*ТЕКСТ ДЛЯ АНАЛИЗА*
::::
Альберт Сунгатуллин более 10 лет назад возглавил компанию отца, запустив ее заново
Альберт Сунгатуллин более 10 лет назад возглавил компанию отца, запустив ее заново

В НАЧАЛЕ БЫЛА БУХГАЛТЕРИЯ

— Альберт Рафаэлевич, вы возглавляете компанию, которая создана уже более 20 лет назад. Какие преобразования переживал «Интерфейс»?

— Их было много. Компания была создана моим отцом в период первой волны компьютеризации, которую еще называли горбачевской. Персональных компьютеров становилось все больше. Формализованные процессы, такие как ведение бухгалтерии, учета кадров, начали автоматизироваться. В 90-е вообще был расцвет разнообразных бухгалтерских программ. И «Интерфейс» вел разработки финансово-бухгалтерского программного обеспечения. Этим компания занималась достаточно долго, до 2003 года.

А потом рынок насытился и нужно было перестроиться?

— Наибольшее влияние на рынок оказало то, что компания 1С заняла лидерские позиции и «Интерфейсу» со своими разработками стало трудно работать. А лезть в 1С уже было неинтересно. Мой папа к этому времени отошел от дел, и я начал работу с нуля.

— Как изначально ваш отец начинал этот бизнес?

— Был в Казани проектный институт вычислительной техники (ГНИПИ ВТ), который занимался автоматизацией систем управления предприятиями на государственном уровне. А если промышленность встала, то и автоматизировать было нечего. Заказов нет, люди просто сбились в кучку и начали самостоятельно искать работу на хозрасчетных основах. В период всеобщего развала они проявили гибкость.

— Если ваш отец основал компанию со своими бывшими друзьями-коллегами, то и от дел они отошли примерно в одно и тоже время?

— Да, никого не осталось, только юрлицо. Так что провалы в жизни «Интерфейса» были серьезные.

И, запуская компанию заново, вы ориентировались на заказы государственного сектора?

— Вообще, по направлению создания и сопровождения систем электронного документооборота мы изначально ориентировались на государственные организации, в том числе и в области сопровождения медицинских информационных систем. Однако принципиально никаких разграничений мы не делали. У нас всегда были коммерческие клиенты, мы работали с «Нефис Косметикс», различными банками... Но заказы подобных клиентов составляют в нашем портфеле малую часть.
::::
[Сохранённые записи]
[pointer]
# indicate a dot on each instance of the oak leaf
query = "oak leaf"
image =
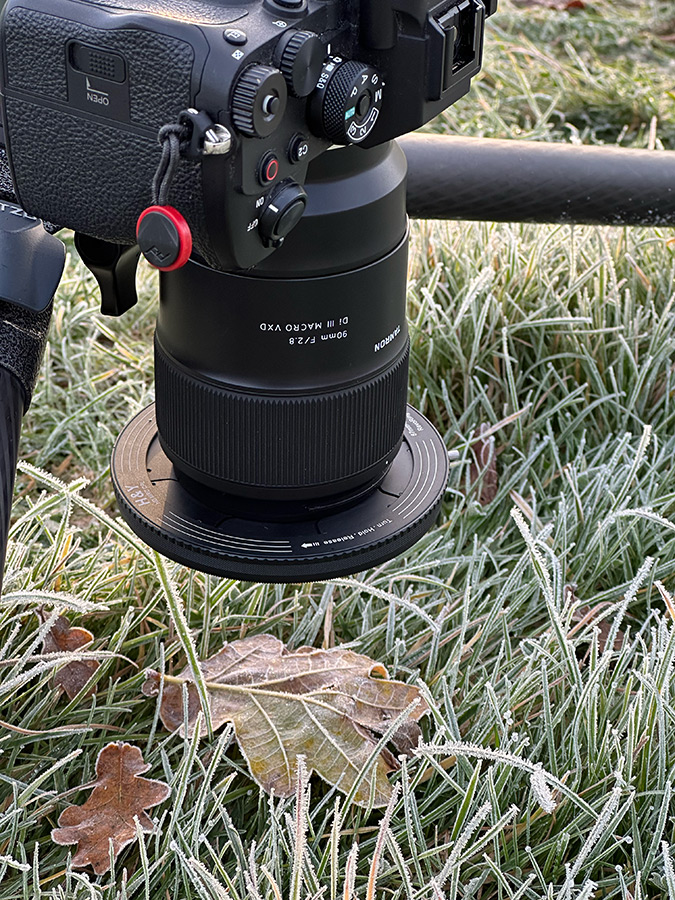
(120, 796)
(329, 706)
(63, 638)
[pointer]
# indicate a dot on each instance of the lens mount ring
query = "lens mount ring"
(383, 524)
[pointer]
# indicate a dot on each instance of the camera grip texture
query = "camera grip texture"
(91, 174)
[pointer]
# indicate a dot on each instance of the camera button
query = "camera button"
(235, 36)
(268, 169)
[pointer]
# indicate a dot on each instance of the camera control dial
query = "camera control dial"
(259, 101)
(347, 102)
(300, 56)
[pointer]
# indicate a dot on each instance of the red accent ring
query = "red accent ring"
(179, 222)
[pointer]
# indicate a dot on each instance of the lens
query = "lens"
(288, 390)
(280, 447)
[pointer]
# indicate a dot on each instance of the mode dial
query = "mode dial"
(300, 56)
(259, 101)
(347, 102)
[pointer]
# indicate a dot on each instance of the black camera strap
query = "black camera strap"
(171, 138)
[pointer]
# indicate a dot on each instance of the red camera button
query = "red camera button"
(268, 170)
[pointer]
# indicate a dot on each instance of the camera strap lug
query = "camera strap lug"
(114, 267)
(206, 137)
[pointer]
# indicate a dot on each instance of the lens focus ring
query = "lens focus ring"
(278, 442)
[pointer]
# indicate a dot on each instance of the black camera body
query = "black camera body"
(246, 147)
(263, 87)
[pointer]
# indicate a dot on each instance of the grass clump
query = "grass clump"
(541, 624)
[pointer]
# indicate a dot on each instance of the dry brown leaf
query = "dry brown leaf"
::::
*ЗАДАНИЕ*
Перепишите из интервью дословно фрагмент, начинающийся словами «А потом рынок» и заканчивающийся словами «работу с нуля.» включительно.

*ОТВЕТ*
А потом рынок насытился и нужно было перестроиться?

— Наибольшее влияние на рынок оказало то, что компания 1С заняла лидерские позиции и «Интерфейсу» со своими разработками стало трудно работать. А лезть в 1С уже было неинтересно. Мой папа к этому времени отошел от дел, и я начал работу с нуля.